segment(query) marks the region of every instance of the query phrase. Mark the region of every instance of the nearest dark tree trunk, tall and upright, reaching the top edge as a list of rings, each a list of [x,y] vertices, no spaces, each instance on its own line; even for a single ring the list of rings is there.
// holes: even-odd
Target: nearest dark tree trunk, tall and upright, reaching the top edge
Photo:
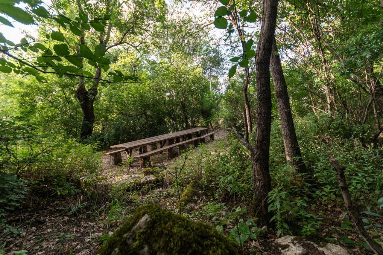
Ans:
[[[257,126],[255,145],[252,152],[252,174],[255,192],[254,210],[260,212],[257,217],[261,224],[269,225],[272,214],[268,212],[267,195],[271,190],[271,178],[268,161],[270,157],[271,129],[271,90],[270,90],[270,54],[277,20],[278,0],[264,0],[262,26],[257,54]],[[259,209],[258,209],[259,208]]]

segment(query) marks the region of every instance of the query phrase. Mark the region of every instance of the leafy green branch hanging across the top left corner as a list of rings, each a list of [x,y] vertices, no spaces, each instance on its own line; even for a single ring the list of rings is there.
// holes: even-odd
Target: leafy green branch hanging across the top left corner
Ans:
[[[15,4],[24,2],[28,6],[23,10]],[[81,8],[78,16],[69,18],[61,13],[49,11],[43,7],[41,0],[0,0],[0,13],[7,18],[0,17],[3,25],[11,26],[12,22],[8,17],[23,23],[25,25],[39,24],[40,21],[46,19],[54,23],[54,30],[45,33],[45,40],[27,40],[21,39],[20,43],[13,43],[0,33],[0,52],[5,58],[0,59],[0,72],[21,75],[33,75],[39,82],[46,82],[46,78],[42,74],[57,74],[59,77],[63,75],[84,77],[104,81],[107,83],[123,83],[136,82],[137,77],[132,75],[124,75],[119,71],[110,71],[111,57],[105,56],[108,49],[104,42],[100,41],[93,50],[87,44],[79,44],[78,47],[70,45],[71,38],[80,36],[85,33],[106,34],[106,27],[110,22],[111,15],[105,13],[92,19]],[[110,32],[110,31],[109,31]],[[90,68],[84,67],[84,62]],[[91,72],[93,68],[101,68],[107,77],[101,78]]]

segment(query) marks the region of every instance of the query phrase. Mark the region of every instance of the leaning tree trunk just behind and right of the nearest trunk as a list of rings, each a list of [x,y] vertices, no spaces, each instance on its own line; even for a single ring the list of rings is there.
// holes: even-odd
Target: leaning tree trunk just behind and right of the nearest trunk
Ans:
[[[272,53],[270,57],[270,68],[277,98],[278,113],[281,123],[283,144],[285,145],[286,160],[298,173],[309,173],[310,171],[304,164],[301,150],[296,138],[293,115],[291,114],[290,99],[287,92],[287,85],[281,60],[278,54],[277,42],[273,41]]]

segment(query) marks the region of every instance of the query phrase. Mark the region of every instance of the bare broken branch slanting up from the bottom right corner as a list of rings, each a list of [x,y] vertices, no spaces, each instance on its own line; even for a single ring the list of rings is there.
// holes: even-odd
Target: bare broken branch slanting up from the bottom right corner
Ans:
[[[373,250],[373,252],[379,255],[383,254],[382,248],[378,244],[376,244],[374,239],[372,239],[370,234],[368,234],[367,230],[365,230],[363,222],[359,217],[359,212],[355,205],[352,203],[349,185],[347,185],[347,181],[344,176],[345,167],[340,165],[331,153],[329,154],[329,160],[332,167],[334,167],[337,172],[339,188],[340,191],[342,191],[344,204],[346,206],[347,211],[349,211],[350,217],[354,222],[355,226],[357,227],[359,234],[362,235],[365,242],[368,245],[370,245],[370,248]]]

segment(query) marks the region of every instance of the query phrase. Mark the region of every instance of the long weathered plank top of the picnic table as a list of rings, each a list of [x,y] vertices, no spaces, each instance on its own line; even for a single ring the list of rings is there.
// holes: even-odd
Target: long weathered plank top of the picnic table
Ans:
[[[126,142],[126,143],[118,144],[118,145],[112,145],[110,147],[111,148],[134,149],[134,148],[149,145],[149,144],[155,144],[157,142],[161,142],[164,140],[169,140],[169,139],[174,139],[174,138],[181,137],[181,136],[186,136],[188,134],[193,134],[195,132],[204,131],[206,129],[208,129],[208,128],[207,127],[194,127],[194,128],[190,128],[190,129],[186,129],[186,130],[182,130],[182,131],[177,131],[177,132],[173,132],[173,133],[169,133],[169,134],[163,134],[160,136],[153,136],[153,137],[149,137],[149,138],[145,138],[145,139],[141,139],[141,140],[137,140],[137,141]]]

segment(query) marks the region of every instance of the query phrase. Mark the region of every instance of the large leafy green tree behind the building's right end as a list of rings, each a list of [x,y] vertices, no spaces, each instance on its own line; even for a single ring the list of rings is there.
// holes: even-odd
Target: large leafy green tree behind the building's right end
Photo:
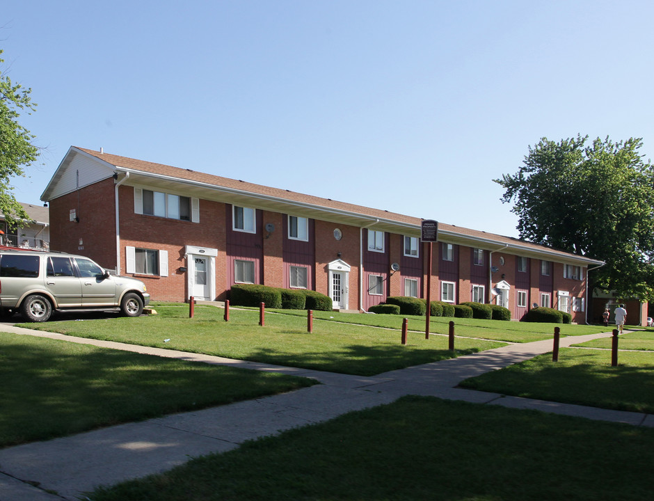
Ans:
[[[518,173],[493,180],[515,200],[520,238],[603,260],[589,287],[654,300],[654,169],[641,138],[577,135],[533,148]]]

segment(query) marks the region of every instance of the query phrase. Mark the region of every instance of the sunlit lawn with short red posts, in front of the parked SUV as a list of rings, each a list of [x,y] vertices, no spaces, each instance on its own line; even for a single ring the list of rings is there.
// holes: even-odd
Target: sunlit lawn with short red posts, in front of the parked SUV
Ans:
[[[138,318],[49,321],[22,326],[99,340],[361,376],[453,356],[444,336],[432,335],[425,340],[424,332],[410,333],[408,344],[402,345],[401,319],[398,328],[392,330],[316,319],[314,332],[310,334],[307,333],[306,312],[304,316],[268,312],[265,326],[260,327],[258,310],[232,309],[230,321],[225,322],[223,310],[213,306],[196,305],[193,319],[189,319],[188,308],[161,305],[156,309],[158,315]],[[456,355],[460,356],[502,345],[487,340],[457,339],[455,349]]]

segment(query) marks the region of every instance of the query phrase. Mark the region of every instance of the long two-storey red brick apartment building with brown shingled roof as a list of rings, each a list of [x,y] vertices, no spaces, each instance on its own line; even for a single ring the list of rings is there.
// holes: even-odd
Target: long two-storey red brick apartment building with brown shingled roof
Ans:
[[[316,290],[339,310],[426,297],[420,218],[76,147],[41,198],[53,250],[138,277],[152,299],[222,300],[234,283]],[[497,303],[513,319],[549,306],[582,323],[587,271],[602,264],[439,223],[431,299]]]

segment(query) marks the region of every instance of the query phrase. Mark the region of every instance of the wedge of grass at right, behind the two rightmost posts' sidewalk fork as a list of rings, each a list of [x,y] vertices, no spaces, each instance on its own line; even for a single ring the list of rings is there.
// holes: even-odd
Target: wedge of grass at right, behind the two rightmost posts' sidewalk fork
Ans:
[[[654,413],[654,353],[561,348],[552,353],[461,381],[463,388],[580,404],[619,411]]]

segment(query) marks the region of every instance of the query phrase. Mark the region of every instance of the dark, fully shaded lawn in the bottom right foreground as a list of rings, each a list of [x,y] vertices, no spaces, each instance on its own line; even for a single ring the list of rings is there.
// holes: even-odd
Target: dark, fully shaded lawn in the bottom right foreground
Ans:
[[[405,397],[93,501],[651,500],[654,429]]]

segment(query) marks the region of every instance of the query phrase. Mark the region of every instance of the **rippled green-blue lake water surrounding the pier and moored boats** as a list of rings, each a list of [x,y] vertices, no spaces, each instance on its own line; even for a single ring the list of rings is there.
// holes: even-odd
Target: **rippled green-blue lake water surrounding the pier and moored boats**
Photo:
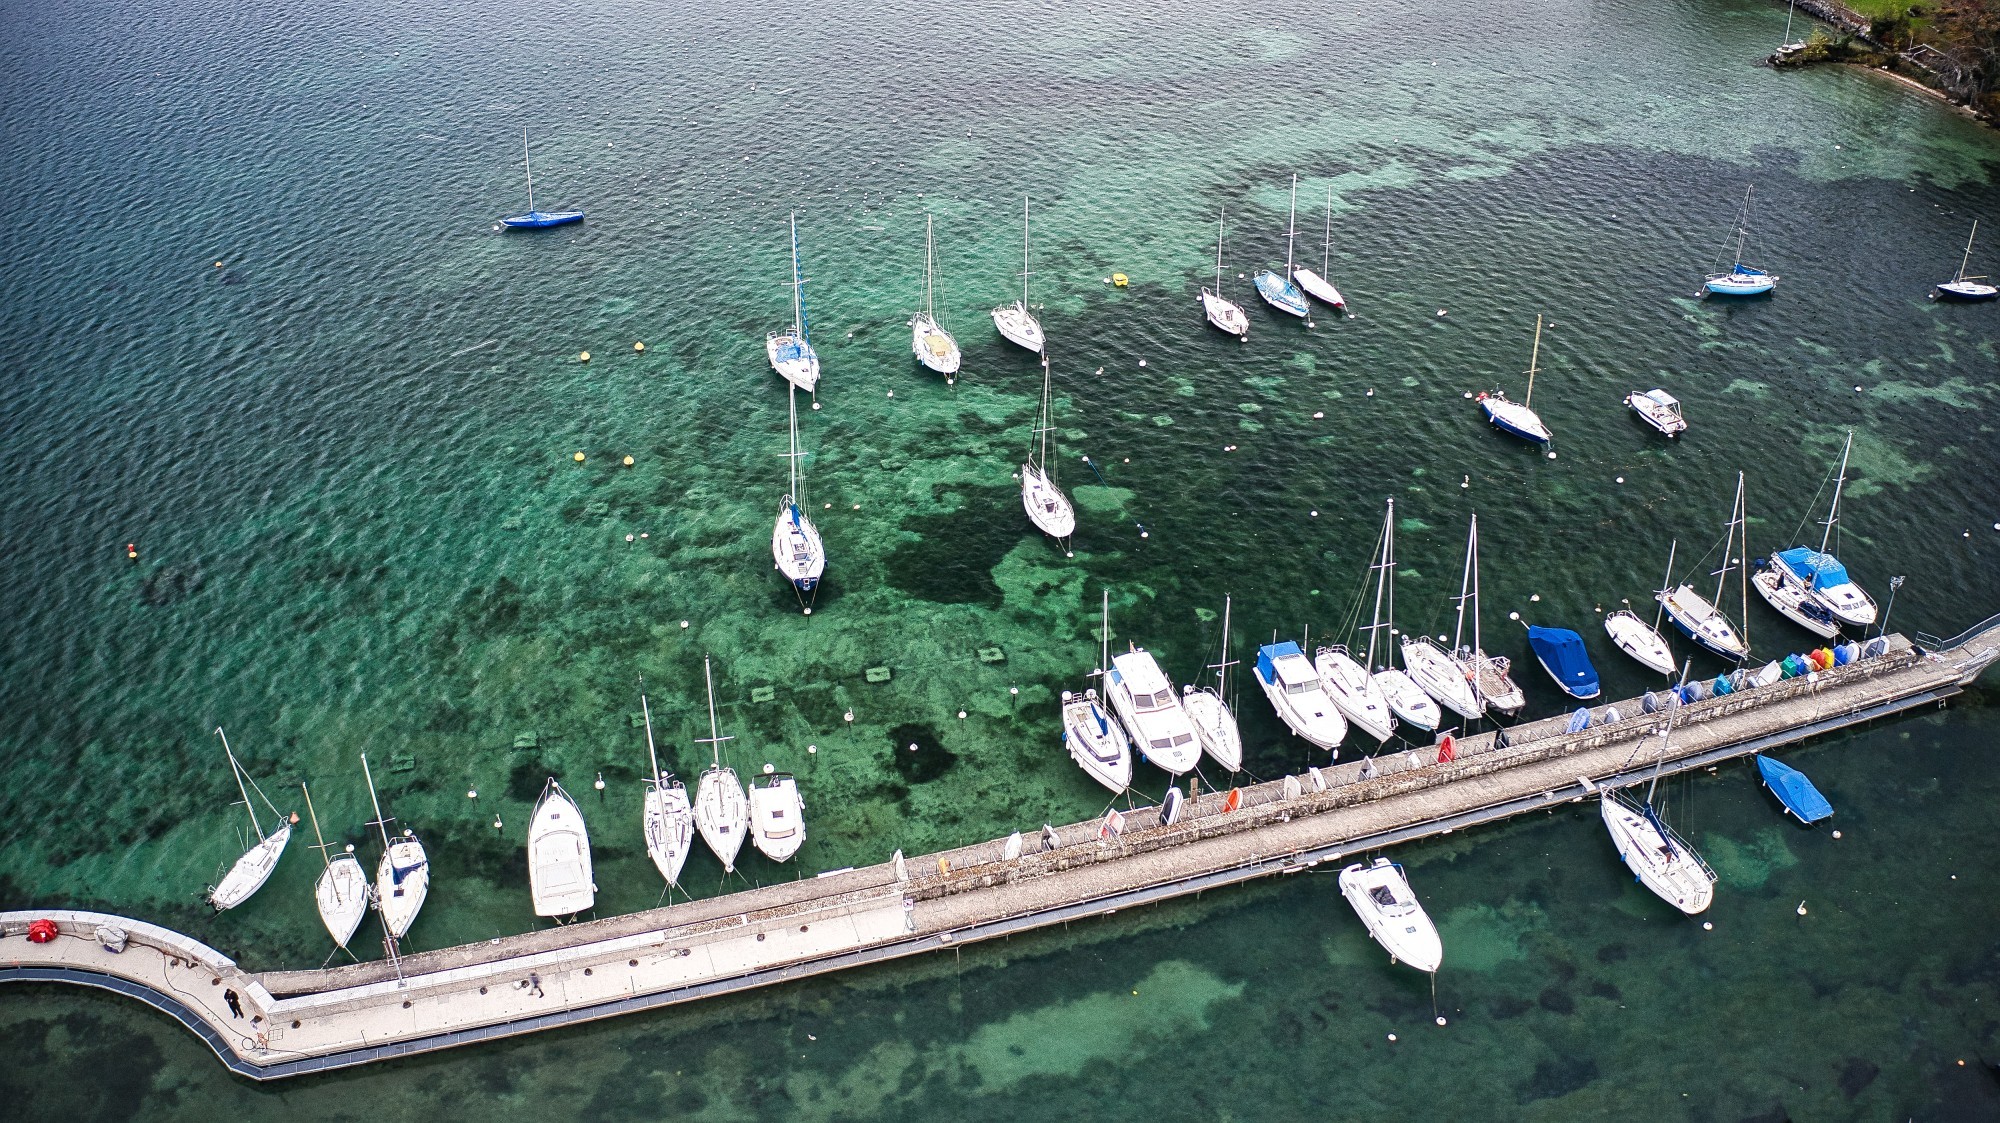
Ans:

- Task to complete: Without the pictures, copy the material exactly as given.

- Exercise result:
segment(query) marks the region of every instance of the query phrase. Mark the region of every instance of the nearest dark tree trunk, tall and upright, reaching the top edge as a list of rings, each a list of [x,y] vertices, no spaces, each instance on its own line; even for a single ring the list of rings is there.
// holes: even-odd
Target: nearest dark tree trunk, tall and upright, reaching the top edge
Photo:
Ans:
[[[257,126],[255,145],[252,152],[252,174],[255,192],[254,210],[260,212],[257,217],[261,224],[269,225],[272,214],[268,212],[267,195],[271,190],[271,178],[268,161],[270,157],[271,129],[271,90],[270,90],[270,54],[277,20],[278,0],[264,0],[262,26],[257,54]],[[259,209],[258,209],[259,208]]]

segment(query) marks the region of every instance of the query phrase. Mark the region of every instance of the leafy green branch hanging across the top left corner as a list of rings, each a list of [x,y] vertices, no spaces, each instance on its own line; even for a single ring the list of rings is there.
// holes: even-odd
Target: leafy green branch hanging across the top left corner
Ans:
[[[15,4],[24,2],[28,6],[23,10]],[[81,8],[78,16],[69,18],[61,13],[49,11],[43,7],[41,0],[0,0],[0,13],[7,18],[0,17],[3,25],[11,26],[12,22],[8,17],[23,23],[25,25],[39,24],[40,21],[46,19],[54,23],[54,30],[45,33],[45,40],[27,40],[21,39],[20,43],[13,43],[0,33],[0,52],[5,58],[0,59],[0,72],[21,75],[33,75],[39,82],[46,82],[46,78],[42,74],[57,74],[59,77],[63,75],[84,77],[104,81],[107,83],[123,83],[136,82],[137,77],[132,75],[124,75],[119,71],[110,71],[111,57],[105,56],[108,49],[104,42],[100,41],[93,50],[87,44],[79,44],[78,47],[70,45],[71,38],[80,36],[85,33],[106,34],[106,27],[110,22],[111,15],[105,13],[92,19]],[[110,32],[110,31],[109,31]],[[90,68],[84,67],[84,62]],[[91,72],[93,68],[101,68],[107,77],[101,78]]]

segment(query) marks the region of every instance of the query phrase. Mark the region of every instance of the leaning tree trunk just behind and right of the nearest trunk as a list of rings, each a list of [x,y] vertices, no spaces, each instance on its own line; even for a single ring the list of rings is there.
// holes: even-odd
Target: leaning tree trunk just behind and right of the nearest trunk
Ans:
[[[272,53],[270,57],[270,68],[277,98],[278,113],[281,123],[283,144],[285,145],[286,160],[298,173],[309,173],[310,171],[304,164],[301,150],[296,138],[293,115],[291,114],[290,99],[287,92],[287,85],[281,60],[278,54],[277,42],[273,41]]]

segment(query) marks the region of every instance of the query phrase. Mark the region of every instance of the bare broken branch slanting up from the bottom right corner as a list of rings, each a list of [x,y] vertices, no spaces, each instance on its own line; even for a single ring the list of rings is there.
// holes: even-odd
Target: bare broken branch slanting up from the bottom right corner
Ans:
[[[373,250],[373,252],[379,255],[383,254],[382,248],[378,244],[376,244],[374,239],[372,239],[370,234],[368,234],[367,230],[365,230],[363,222],[359,217],[359,212],[355,205],[352,203],[349,185],[347,185],[347,181],[344,176],[345,167],[340,165],[331,153],[329,154],[329,160],[332,167],[334,167],[337,172],[339,188],[340,191],[342,191],[344,204],[346,206],[347,211],[349,211],[350,217],[354,222],[355,226],[357,227],[359,234],[362,235],[365,242],[368,245],[370,245],[370,248]]]

segment(query) marks the region of every instance of the query phrase. Mark the region of every instance of the long weathered plank top of the picnic table as a list of rings, each a list of [x,y] vertices, no spaces, each instance on its own line; even for a single ring the list of rings is there.
// holes: even-odd
Target: long weathered plank top of the picnic table
Ans:
[[[126,142],[126,143],[118,144],[118,145],[112,145],[110,147],[111,148],[134,149],[134,148],[149,145],[149,144],[155,144],[157,142],[161,142],[164,140],[169,140],[169,139],[174,139],[174,138],[181,137],[181,136],[186,136],[188,134],[193,134],[195,132],[204,131],[206,129],[208,129],[208,128],[207,127],[194,127],[194,128],[190,128],[190,129],[186,129],[186,130],[182,130],[182,131],[177,131],[177,132],[173,132],[173,133],[169,133],[169,134],[163,134],[160,136],[153,136],[153,137],[149,137],[149,138],[145,138],[145,139],[141,139],[141,140],[137,140],[137,141]]]

segment(query) marks the region of every instance of the query phrase. Mark the region of every instance of the large leafy green tree behind the building's right end as a list of rings, each a list of [x,y] vertices, no spaces, each instance on its own line; even for a single ring the list of rings is there.
// holes: even-odd
Target: large leafy green tree behind the building's right end
Photo:
Ans:
[[[518,173],[493,180],[515,200],[520,238],[603,260],[589,287],[654,300],[654,169],[641,138],[577,135],[533,148]]]

segment(query) marks the region of every instance of the query phrase. Mark the region of every instance of the sunlit lawn with short red posts, in front of the parked SUV as a list of rings, each a list of [x,y] vertices, no spaces, each instance on its own line; even for a single ring the list of rings is there.
// holes: even-odd
Target: sunlit lawn with short red posts, in front of the parked SUV
Ans:
[[[138,318],[49,321],[22,326],[99,340],[361,376],[453,356],[444,336],[432,335],[425,340],[424,332],[410,333],[408,344],[402,345],[401,319],[398,328],[392,330],[316,319],[314,332],[310,334],[307,333],[306,312],[304,316],[268,312],[265,326],[260,327],[258,310],[232,309],[230,321],[225,322],[223,310],[213,306],[196,305],[193,319],[189,319],[188,308],[161,305],[156,309],[158,315]],[[456,355],[460,356],[502,345],[487,340],[457,339],[455,349]]]

segment(query) marks the region of every instance of the query phrase. Mark the region of every instance of the long two-storey red brick apartment building with brown shingled roof as a list of rings, each a list of [x,y] vertices, no spaces, each instance on its own line; even for a single ring the list of rings is there.
// holes: even-odd
Target: long two-storey red brick apartment building with brown shingled roof
Ans:
[[[316,290],[339,310],[426,297],[420,218],[76,147],[41,198],[53,250],[138,277],[152,299],[222,300],[234,283]],[[497,303],[513,319],[549,306],[582,323],[587,271],[602,264],[439,223],[431,299]]]

segment(query) marks the region of every instance of the query phrase. Mark the region of every instance of the wedge of grass at right, behind the two rightmost posts' sidewalk fork as a list of rings, each a list of [x,y] vertices, no spaces, each instance on its own line; even for a single ring the list of rings is there.
// holes: even-odd
Target: wedge of grass at right, behind the two rightmost posts' sidewalk fork
Ans:
[[[654,413],[654,353],[561,348],[552,353],[461,381],[463,388],[580,404],[619,411]]]

segment(query) marks the region of every instance of the query phrase. Mark the region of every instance of the dark, fully shaded lawn in the bottom right foreground as a list of rings, each a list of [x,y] vertices, no spaces, each instance on its own line; even for a single ring the list of rings is there.
// holes: even-odd
Target: dark, fully shaded lawn in the bottom right foreground
Ans:
[[[405,397],[93,501],[651,500],[654,429]]]

segment(query) marks the region of every instance of the query phrase. Mark the region of every instance of the **rippled green-blue lake water surrounding the pier and moored boats** as a list of rings, each a list of [x,y] vertices, no spaces, each instance on its own line; even for a single ring the list of rings is there.
// holes: even-odd
Target: **rippled green-blue lake water surrounding the pier and moored boats**
Photo:
Ans:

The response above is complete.